▶ [RECORDED DATA]
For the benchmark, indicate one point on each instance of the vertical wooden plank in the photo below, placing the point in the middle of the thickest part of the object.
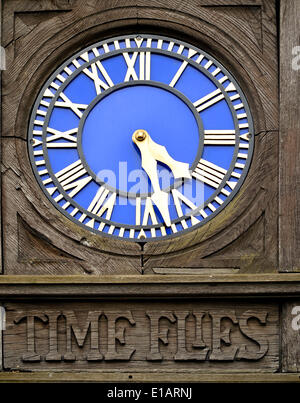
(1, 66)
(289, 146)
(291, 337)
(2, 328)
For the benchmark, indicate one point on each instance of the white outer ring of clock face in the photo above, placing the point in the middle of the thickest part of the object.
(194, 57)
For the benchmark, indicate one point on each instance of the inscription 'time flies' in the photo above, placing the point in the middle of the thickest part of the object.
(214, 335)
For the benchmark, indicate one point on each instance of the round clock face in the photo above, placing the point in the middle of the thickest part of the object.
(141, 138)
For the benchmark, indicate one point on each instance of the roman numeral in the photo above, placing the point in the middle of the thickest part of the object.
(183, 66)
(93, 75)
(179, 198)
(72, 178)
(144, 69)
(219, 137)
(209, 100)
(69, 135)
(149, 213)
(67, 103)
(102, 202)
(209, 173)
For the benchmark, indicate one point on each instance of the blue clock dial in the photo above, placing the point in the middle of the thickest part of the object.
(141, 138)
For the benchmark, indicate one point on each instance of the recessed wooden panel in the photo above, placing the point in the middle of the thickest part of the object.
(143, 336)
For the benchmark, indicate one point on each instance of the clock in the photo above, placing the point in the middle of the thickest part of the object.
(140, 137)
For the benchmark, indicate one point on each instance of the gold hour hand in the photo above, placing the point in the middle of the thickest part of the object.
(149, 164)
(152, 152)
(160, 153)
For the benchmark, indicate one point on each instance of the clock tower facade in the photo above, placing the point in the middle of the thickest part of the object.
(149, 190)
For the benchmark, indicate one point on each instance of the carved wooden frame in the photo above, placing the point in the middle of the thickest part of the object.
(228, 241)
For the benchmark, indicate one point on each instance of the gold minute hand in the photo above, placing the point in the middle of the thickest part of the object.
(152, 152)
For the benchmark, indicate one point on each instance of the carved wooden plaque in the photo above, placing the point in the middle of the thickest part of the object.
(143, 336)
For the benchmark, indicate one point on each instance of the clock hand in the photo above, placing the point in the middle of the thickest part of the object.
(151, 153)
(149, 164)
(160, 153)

* * *

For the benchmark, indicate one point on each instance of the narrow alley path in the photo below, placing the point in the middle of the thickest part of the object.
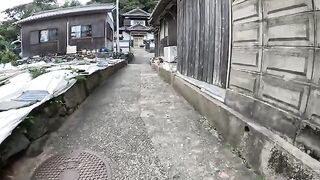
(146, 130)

▶ [SHORT TASK] List every line of the material above that contains the word "clock", copying each one in full.

▶ [EXERCISE SOLUTION]
For the benchmark, indicate one point on each instance of the white outer ring of clock face in the photo above, placing the point in the middle of the thickest part of the object.
For the benchmark, indicate one point on each instance of the round clock face in the photo above, placing the point in the middle of the thickest part of the object.
For the benchmark, indicate one point on each instance of the blue clock dial in the photo above, placing the point in the middle of the thickest part of the object.
For the benchmark, indicate one point on each instance of the clock in the photo above, placing the point in the middle of the thickest part of the object.
For the benchmark, indicate one point on each instance of the clock tower facade in the photo above, placing the point in the middle of the thickest part of the object.
For the benchmark, indicate one point on each instance of the clock hand in the photo above, placing the point in the middle of the thickest part of the object.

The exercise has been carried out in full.